Collected data entries:
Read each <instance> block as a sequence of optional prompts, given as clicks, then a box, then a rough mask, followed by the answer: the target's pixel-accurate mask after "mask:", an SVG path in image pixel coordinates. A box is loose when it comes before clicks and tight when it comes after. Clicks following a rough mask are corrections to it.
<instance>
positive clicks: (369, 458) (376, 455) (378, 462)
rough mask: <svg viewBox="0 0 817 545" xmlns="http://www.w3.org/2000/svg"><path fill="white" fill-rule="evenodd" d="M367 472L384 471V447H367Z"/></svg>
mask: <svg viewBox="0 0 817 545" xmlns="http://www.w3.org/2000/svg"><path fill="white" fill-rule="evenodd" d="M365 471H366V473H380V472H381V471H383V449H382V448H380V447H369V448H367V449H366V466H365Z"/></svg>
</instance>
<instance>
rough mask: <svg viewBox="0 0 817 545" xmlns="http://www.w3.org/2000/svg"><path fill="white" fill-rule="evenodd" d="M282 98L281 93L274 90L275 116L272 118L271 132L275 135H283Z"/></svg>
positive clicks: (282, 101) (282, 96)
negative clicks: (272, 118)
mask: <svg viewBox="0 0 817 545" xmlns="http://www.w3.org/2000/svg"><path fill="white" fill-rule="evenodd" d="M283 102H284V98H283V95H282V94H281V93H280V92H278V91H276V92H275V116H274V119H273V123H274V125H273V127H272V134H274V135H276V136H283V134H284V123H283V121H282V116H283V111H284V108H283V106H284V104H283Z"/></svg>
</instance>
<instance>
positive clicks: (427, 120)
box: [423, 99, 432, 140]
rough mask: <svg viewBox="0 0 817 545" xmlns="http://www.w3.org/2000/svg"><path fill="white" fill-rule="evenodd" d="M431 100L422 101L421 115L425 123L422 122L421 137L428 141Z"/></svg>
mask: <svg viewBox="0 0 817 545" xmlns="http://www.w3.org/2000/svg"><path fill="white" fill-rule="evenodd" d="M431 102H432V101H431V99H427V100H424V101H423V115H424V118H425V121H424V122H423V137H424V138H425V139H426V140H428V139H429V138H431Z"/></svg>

● WHAT YOU NEED TO DO:
Take the line containing "positive clicks: (427, 120)" as the start and the last line of the data as the end, and reproduce that range exactly.

● REPLY TO THE EXERCISE:
positive clicks: (427, 120)
box: [423, 99, 432, 140]
rough mask: <svg viewBox="0 0 817 545" xmlns="http://www.w3.org/2000/svg"><path fill="white" fill-rule="evenodd" d="M431 100L422 101L421 115L425 123L422 122L421 137L428 141Z"/></svg>
mask: <svg viewBox="0 0 817 545" xmlns="http://www.w3.org/2000/svg"><path fill="white" fill-rule="evenodd" d="M431 102H432V101H431V99H427V100H424V101H423V115H424V118H425V121H424V122H423V137H424V138H425V139H426V140H428V139H429V138H431Z"/></svg>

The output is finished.